> **WHAT TO WORK ON**:
Can the lines below, from the one that holds "Provide the pixel coordinates of one point on the black and" to the very end, be echoed exactly, with both ends included and no pictures?

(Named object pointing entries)
___

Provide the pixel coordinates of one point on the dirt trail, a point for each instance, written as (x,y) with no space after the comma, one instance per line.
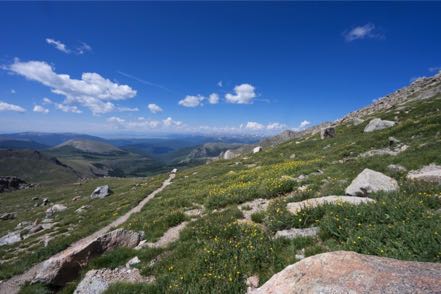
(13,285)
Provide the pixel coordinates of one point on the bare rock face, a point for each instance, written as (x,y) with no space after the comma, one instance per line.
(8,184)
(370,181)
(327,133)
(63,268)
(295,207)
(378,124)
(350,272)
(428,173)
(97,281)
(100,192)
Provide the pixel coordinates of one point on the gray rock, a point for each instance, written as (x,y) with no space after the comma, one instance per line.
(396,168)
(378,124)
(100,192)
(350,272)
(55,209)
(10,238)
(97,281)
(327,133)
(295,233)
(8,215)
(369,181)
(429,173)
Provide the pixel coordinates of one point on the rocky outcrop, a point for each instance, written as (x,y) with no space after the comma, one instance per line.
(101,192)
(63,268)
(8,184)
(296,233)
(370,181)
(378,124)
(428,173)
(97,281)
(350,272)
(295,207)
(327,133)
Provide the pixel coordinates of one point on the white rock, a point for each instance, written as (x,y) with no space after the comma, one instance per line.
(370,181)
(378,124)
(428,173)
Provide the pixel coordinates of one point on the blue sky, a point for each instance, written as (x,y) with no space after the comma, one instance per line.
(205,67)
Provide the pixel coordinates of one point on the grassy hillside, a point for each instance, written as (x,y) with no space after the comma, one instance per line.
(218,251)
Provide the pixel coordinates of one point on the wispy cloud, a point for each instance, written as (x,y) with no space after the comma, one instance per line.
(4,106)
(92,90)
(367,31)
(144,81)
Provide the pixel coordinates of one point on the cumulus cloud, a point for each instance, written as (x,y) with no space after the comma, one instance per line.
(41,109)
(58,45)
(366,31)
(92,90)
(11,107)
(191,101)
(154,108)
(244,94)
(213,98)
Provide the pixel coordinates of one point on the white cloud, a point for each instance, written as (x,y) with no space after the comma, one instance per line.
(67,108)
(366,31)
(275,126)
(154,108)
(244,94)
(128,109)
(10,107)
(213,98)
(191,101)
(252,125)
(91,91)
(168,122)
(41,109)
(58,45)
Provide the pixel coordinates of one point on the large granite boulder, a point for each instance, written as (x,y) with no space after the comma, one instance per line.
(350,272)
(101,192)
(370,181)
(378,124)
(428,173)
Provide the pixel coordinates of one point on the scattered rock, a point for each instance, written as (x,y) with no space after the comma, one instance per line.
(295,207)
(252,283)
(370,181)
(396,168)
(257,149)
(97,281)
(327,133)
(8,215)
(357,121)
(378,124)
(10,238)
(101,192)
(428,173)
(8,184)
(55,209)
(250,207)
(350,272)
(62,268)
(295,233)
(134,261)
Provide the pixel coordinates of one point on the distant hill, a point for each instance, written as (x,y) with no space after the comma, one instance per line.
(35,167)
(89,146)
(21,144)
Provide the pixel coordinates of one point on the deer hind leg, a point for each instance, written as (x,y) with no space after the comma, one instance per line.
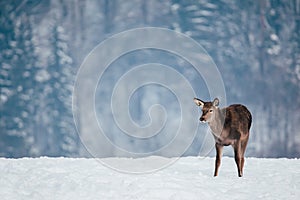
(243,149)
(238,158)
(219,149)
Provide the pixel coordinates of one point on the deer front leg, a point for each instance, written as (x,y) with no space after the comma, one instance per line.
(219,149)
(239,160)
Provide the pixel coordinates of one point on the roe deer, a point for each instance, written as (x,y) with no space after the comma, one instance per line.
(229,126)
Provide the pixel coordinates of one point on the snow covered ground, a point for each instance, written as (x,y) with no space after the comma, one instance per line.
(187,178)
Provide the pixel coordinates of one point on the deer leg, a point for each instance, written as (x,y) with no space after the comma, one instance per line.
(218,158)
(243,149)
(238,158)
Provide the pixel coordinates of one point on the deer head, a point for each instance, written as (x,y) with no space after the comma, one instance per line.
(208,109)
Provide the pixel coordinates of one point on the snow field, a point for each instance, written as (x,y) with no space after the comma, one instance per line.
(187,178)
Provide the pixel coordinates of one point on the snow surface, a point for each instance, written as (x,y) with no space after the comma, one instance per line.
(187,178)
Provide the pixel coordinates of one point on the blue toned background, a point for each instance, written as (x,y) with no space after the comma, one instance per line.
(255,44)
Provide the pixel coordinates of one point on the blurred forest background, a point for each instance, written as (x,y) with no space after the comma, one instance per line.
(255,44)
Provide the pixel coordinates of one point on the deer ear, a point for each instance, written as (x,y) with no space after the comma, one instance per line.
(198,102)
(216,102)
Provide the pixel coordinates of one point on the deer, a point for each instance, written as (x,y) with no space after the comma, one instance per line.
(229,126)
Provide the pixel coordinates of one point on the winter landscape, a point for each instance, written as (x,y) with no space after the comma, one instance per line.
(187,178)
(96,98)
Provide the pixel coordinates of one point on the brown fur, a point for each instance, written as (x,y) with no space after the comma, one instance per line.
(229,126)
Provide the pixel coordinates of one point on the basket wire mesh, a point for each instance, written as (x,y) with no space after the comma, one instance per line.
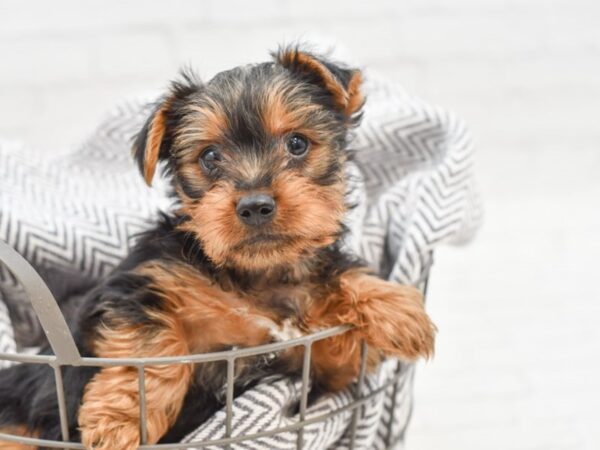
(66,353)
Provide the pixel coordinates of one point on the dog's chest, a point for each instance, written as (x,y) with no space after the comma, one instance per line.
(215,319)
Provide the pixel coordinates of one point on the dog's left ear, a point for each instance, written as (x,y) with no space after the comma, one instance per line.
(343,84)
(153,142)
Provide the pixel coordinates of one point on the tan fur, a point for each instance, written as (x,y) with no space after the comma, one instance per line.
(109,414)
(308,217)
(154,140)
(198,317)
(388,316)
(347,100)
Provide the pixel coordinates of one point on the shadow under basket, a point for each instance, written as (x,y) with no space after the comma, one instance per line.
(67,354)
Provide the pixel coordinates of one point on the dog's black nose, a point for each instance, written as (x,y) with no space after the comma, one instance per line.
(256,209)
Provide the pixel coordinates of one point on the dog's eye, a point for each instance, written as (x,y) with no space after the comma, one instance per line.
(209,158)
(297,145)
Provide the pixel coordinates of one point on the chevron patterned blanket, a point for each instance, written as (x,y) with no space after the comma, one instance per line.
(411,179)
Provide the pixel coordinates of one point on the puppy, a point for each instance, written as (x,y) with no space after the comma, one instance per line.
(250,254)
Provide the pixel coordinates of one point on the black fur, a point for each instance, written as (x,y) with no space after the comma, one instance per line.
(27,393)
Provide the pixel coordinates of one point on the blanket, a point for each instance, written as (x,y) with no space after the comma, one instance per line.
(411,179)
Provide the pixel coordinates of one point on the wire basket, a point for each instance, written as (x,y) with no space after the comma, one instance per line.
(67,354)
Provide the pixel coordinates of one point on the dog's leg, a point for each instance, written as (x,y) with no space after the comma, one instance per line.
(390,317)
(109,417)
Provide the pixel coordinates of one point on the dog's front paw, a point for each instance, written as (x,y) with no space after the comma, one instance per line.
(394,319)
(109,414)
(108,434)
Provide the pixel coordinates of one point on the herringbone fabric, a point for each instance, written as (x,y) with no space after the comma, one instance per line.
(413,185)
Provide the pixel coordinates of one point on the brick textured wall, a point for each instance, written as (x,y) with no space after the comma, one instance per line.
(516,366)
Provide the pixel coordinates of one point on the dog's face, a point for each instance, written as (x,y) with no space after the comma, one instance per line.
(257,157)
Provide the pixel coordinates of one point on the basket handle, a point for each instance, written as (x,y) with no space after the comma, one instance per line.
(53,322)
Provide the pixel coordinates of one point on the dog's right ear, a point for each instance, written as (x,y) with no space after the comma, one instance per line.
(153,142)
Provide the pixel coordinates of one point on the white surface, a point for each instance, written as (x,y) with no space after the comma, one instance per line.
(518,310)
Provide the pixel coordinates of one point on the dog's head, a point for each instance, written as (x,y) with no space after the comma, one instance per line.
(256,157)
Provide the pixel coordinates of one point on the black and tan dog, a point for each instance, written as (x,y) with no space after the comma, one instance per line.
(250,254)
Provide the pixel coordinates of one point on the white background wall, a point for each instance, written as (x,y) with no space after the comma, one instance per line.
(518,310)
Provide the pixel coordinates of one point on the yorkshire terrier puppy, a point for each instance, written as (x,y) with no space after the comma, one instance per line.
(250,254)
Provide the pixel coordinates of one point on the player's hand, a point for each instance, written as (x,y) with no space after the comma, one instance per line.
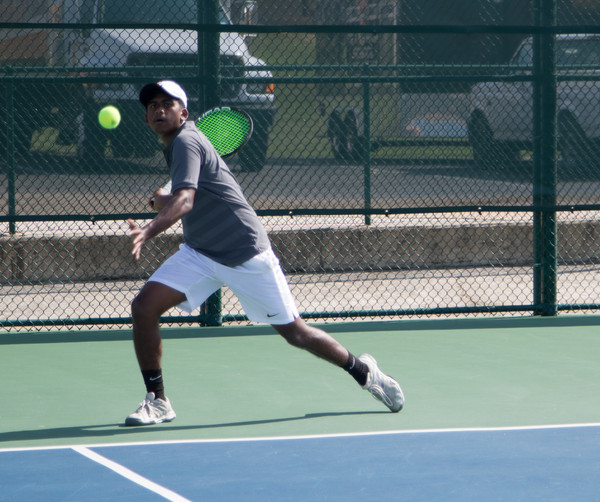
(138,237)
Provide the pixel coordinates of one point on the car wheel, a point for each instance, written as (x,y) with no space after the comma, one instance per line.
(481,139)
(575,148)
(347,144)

___

> **RESULT OF THIS EXERCISE**:
Provide the pixel coordinates of one point on the black and tan dog, a point for each instance, written as (x,y) with no space after the comma, one instance per line.
(250,254)
Provide the pixel coordinates of one point on the white background wall, a point for each instance, written as (x,y) with no space after the comma, one instance per line.
(518,310)
Provide the pixel coordinates of one point on the yorkshire terrier puppy, a point for each instance, written as (x,y) with no space after the comma, one instance per line.
(250,254)
Provide the pixel coordinates of one point on the player's hand, a point for each instance, written as (x,y) with no space after the comma, one instance per line.
(138,237)
Provide the pixel coordinates of one point on the car wheel, a point for each instance, written as (x,y) with no space after the comma, one instance per line.
(481,139)
(575,148)
(347,144)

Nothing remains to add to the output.